**Exercise:**
An exact transcription of all the entries is needed; pictures stay out.

____ Provided information

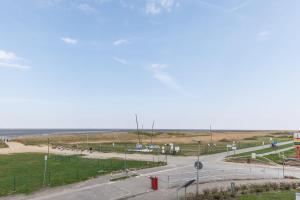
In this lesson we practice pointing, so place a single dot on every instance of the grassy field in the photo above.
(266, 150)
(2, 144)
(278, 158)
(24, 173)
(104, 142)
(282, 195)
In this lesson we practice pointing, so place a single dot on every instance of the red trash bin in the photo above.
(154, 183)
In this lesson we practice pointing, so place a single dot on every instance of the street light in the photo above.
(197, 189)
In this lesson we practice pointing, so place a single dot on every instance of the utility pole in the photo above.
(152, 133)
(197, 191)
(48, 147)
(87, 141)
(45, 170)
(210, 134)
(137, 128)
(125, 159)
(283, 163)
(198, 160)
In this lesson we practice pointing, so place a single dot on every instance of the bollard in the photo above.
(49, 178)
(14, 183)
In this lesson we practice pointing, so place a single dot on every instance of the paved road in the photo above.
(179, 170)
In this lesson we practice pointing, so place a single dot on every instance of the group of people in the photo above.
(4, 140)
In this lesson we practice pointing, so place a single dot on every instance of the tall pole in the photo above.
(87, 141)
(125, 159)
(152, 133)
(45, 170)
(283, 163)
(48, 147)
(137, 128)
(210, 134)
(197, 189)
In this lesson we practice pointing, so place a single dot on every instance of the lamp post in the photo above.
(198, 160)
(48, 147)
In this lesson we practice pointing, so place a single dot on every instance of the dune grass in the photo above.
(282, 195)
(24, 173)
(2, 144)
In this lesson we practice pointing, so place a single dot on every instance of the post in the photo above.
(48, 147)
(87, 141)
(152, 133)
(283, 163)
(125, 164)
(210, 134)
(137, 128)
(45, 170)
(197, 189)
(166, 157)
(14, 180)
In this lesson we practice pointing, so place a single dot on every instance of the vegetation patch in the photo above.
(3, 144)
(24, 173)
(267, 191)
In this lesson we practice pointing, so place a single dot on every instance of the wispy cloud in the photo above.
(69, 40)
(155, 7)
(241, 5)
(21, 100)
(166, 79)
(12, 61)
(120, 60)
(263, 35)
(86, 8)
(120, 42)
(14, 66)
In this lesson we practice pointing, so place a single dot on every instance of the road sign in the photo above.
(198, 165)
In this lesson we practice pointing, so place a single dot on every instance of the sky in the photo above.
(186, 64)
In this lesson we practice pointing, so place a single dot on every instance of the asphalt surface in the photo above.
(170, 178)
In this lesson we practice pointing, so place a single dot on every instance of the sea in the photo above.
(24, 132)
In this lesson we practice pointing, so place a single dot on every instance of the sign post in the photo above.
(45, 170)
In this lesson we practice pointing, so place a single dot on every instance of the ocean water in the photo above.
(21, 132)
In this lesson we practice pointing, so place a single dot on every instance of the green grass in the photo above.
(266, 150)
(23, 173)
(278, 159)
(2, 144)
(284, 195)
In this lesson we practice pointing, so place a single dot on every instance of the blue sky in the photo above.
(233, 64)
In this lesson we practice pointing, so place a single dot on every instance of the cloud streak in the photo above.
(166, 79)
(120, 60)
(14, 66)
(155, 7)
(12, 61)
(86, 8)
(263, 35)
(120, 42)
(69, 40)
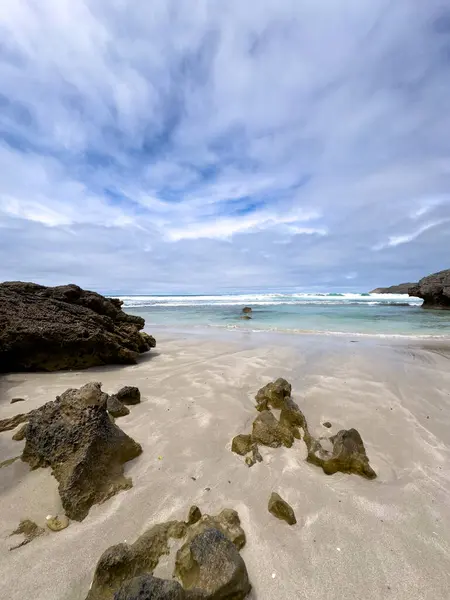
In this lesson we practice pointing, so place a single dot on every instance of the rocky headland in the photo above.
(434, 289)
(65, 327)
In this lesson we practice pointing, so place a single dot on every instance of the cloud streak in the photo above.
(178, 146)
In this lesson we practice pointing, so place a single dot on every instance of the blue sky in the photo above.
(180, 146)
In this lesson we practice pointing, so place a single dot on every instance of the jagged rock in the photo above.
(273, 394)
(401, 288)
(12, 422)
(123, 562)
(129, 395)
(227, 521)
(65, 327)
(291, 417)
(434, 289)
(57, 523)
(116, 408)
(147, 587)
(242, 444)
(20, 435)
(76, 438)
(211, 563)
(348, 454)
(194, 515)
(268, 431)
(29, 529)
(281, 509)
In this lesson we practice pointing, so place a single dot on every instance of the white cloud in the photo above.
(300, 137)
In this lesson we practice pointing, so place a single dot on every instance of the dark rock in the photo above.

________

**Completed task:**
In this lesson we practice pointing, so place a single dot on every instance of the grassy field in the photo above.
(266, 150)
(2, 144)
(278, 158)
(24, 173)
(104, 142)
(282, 195)
In this lesson we practice pointing, so place a single dot on every instance of the red trash bin in the photo above.
(154, 183)
In this lesson we practice pointing, so place a single dot on every instance of the street light in the photo above.
(197, 189)
In this lesson we practice pointing, so place a single dot on every instance of the utility pole in the photo above.
(152, 133)
(197, 191)
(48, 147)
(87, 141)
(45, 170)
(210, 134)
(137, 128)
(125, 159)
(283, 163)
(198, 160)
In this lesson we practice pointing, so place a single dot on every instance of the bollard in the photo above.
(49, 178)
(14, 183)
In this lesson we practice pointing, so place a single dot on every instance of the paved road in the photo above.
(179, 170)
In this lesson we practice pointing, so place a single dot on every instance of the group of people in the photo above.
(4, 140)
In this lesson we practice pointing, so place a single dot on every instance of the tall pole in the photo above.
(87, 141)
(125, 159)
(152, 133)
(45, 170)
(283, 163)
(48, 147)
(137, 128)
(210, 134)
(197, 189)
In this lesson we practice pointing, so place a single dot on every instance of the lamp post in the photo above.
(198, 160)
(48, 147)
In this lesson we practice pointing, so place a single dot on every instance of the dune grass in the photo above.
(282, 195)
(24, 173)
(2, 144)
In this lesson we practice pointing, so place a single dot on every instance of the post in the photo above.
(48, 147)
(87, 141)
(152, 133)
(283, 163)
(125, 164)
(210, 134)
(137, 128)
(45, 170)
(197, 189)
(166, 157)
(14, 180)
In this lesson we practice pointing, so place a single dot on every instance of the vegetation patch in the photo above.
(3, 144)
(24, 173)
(267, 191)
In this lesson we practice pointing, so place a single dot on every instance of the wispy cloud in the photo above.
(69, 40)
(155, 7)
(241, 5)
(21, 100)
(166, 79)
(12, 61)
(120, 60)
(263, 35)
(86, 8)
(120, 42)
(14, 66)
In this lesson we practice pointing, so place a single dot on every instance of the road sign in the photo above.
(198, 165)
In this lesson we practice pointing, so place a single dot on every instance of the sky in the photo above.
(186, 64)
In this lesson we practice pointing, so place a single dot on every instance of the asphalt surface in the photo above.
(170, 178)
In this lesson we practice pointing, so place a single dot on every instance of the sea in the photo above.
(24, 132)
In this lesson we practice pointing, so place a single dot on every instance of the sign post in the photo above.
(45, 170)
In this lesson we practice pointing, so place a single dot on every instance of the ocean water in the photo above.
(21, 132)
In this lesson we practice pointing, so place a single dot on every instance of the green grass in the photo above.
(266, 150)
(23, 173)
(278, 159)
(2, 144)
(284, 195)
In this lesson we practice pointing, so place a single dot on every instance of the blue sky in the photo above.
(233, 64)
In this lesson we practice pointing, so place a single dot on every instance of the cloud streak in the photo above.
(166, 79)
(120, 60)
(14, 66)
(155, 7)
(12, 61)
(86, 8)
(263, 35)
(120, 42)
(69, 40)
In this lesson we practice pointing, so place a single dot on every instance of the rocky headland in the photo above.
(434, 289)
(65, 327)
In this lesson we practice pointing, so place a single dot on every instance of the cloud streak in the photo above.
(178, 146)
In this lesson we practice pointing, so place a single dot on every instance of the blue sky in the photo above.
(180, 146)
In this lesson we practice pointing, so place a single dot on every instance of the jagged rock in the photo above.
(273, 394)
(401, 288)
(12, 422)
(123, 562)
(129, 395)
(227, 521)
(65, 327)
(291, 417)
(434, 289)
(57, 523)
(116, 408)
(147, 587)
(242, 444)
(20, 435)
(76, 438)
(211, 563)
(348, 454)
(194, 515)
(268, 431)
(29, 529)
(281, 509)
In this lesson we practice pointing, so place a single dot on every instance of the white cloud in the photo above.
(300, 137)
In this lesson we practice pointing, so place a single dot on every instance of the dark rock in the photo above.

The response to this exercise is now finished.